**** Data to use ****

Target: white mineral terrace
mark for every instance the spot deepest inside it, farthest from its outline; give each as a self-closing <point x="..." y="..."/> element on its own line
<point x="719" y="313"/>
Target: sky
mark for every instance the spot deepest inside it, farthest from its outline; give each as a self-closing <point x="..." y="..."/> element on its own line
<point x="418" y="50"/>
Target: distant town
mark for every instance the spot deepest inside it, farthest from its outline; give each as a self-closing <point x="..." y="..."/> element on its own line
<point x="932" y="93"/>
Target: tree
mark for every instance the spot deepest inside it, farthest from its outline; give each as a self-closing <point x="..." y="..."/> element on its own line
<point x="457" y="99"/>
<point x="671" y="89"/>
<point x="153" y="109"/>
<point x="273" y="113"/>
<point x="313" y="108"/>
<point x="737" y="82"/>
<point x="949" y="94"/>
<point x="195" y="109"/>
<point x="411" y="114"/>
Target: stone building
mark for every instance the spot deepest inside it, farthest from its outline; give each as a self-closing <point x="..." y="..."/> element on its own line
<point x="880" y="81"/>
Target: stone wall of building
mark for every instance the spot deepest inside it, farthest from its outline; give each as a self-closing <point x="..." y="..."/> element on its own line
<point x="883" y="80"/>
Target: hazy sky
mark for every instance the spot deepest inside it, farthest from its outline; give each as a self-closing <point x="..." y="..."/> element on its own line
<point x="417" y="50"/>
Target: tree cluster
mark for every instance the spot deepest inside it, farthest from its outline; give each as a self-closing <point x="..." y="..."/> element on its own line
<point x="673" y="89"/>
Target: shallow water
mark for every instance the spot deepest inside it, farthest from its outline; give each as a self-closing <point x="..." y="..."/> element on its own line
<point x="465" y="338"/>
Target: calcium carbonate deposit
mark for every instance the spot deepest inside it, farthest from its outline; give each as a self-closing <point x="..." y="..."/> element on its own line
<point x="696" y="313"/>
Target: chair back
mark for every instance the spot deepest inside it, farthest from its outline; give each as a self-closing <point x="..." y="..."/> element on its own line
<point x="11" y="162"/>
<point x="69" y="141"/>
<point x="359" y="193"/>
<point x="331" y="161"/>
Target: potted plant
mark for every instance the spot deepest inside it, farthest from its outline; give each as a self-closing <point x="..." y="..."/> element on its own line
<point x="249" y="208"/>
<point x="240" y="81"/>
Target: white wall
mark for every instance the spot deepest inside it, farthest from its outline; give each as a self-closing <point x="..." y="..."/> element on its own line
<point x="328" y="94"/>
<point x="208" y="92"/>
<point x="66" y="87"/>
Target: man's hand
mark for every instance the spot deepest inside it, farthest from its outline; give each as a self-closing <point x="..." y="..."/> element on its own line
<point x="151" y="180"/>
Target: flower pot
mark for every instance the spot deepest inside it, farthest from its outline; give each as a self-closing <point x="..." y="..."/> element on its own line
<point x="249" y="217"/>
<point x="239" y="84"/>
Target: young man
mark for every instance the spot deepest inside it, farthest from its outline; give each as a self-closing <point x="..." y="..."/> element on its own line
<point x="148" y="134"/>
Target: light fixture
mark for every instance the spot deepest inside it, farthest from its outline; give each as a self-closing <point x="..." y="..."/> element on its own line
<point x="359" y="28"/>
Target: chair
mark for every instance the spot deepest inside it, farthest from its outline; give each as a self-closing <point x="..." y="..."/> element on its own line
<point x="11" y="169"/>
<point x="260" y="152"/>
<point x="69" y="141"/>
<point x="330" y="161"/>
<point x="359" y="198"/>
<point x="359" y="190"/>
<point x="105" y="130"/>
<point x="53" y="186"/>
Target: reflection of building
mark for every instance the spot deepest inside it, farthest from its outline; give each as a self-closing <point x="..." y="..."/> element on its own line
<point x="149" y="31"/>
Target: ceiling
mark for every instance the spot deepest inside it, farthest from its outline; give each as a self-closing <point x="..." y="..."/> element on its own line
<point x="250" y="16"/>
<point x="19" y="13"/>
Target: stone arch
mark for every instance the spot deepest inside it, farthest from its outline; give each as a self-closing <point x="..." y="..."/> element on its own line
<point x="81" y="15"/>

****

Nothing should be changed: write out all of the data as is.

_Solved exercise_:
Target: white mineral terrace
mark for every instance the spot deepest inside it, farthest from its outline; give each as a self-closing <point x="..." y="..."/> element on its own line
<point x="719" y="313"/>
Target: sky
mark for every instance the spot deepest inside it, farthest from its outline; give each as a self-closing <point x="..." y="..."/> element on its own line
<point x="418" y="50"/>
Target: distant town
mark for every instance the spot deepest inside it, farthest from its outline; give each as a self-closing <point x="..." y="..."/> element on its own line
<point x="932" y="93"/>
Target: tree
mark for every instance the spot deepest inside it, farthest from its outline; give each as a self-closing <point x="..." y="..."/> element on its own line
<point x="457" y="99"/>
<point x="671" y="89"/>
<point x="153" y="109"/>
<point x="273" y="113"/>
<point x="313" y="108"/>
<point x="737" y="82"/>
<point x="949" y="94"/>
<point x="195" y="109"/>
<point x="411" y="114"/>
Target: stone building
mark for every instance the spot deepest inside it, farthest from its outline; give each as a self-closing <point x="..." y="..."/> element on its own line
<point x="880" y="81"/>
Target: stone wall of building
mark for every instance the spot deepest inside it, farthest from its outline; give each as a self-closing <point x="..." y="..."/> element on its own line
<point x="883" y="80"/>
Target: hazy sky
mark for every instance the spot deepest inside it, farthest from its outline; give each as a self-closing <point x="..." y="..."/> element on its own line
<point x="417" y="50"/>
Target: tree cluster
mark for every instance the spot deepest inside it, farthest from its outline; give each as a self-closing <point x="..." y="..."/> element on its own line
<point x="673" y="89"/>
Target: shallow water
mark for every instance the spot deepest inside it, farthest from its outline; give each as a self-closing <point x="..." y="..."/> element on its own line
<point x="465" y="338"/>
Target: calcium carbonate deposit
mark for every instance the spot deepest inside it, farthest from its outline; give each as a self-closing <point x="..." y="..."/> element on its own line
<point x="696" y="313"/>
Target: chair back
mark for every instance the spot deepest inside it, farthest from its outline; give each as a self-closing <point x="..." y="..."/> element on its own line
<point x="11" y="162"/>
<point x="69" y="141"/>
<point x="359" y="193"/>
<point x="331" y="161"/>
Target: potted plant
mark for every instance the spot deepest inside it, farthest from its outline; give each as a self-closing <point x="..." y="..."/> element on its own line
<point x="249" y="208"/>
<point x="240" y="81"/>
Target: white wall
mark for every instance the spot deepest inside it, farthest from its outline; give each as a self-closing <point x="..." y="..."/> element on its own line
<point x="328" y="94"/>
<point x="208" y="92"/>
<point x="66" y="87"/>
Target: man's hand
mark for every instance the spot deepest inside it, farthest from its outline; give each as a self-closing <point x="..." y="..."/> element on its own line
<point x="151" y="180"/>
Target: flower pot
mark for every instance the spot deepest inside it, farthest from its outline; give each as a self-closing <point x="..." y="..."/> element on its own line
<point x="249" y="217"/>
<point x="239" y="84"/>
Target: young man
mark for every instance the spot deepest inside it, farthest from its outline; give each as a self-closing <point x="..." y="..."/> element on its own line
<point x="148" y="134"/>
Target: light fixture
mark for every instance the spot deepest inside it, farthest from its outline; give each as a self-closing <point x="..." y="..."/> element on its own line
<point x="359" y="28"/>
Target: chair
mark for every instance the spot deepest inside it, farthest from its outline; give each as a self-closing <point x="..." y="..."/> element on its own line
<point x="11" y="169"/>
<point x="260" y="152"/>
<point x="69" y="141"/>
<point x="330" y="161"/>
<point x="359" y="198"/>
<point x="359" y="190"/>
<point x="105" y="130"/>
<point x="53" y="186"/>
Target: reflection of building
mark for every instance the spot deepest inside it, farthest from its outline; give each as a self-closing <point x="..." y="..."/> element on its own line
<point x="149" y="31"/>
Target: ceiling
mark for every instance the spot deepest inside it, farthest from its outline; give each as a self-closing <point x="..." y="..."/> element on its own line
<point x="250" y="16"/>
<point x="19" y="13"/>
Target: stone arch
mark for every instance the spot deepest inside it, farthest from its outline; give each as a self-closing <point x="..." y="..."/> element on its own line
<point x="81" y="15"/>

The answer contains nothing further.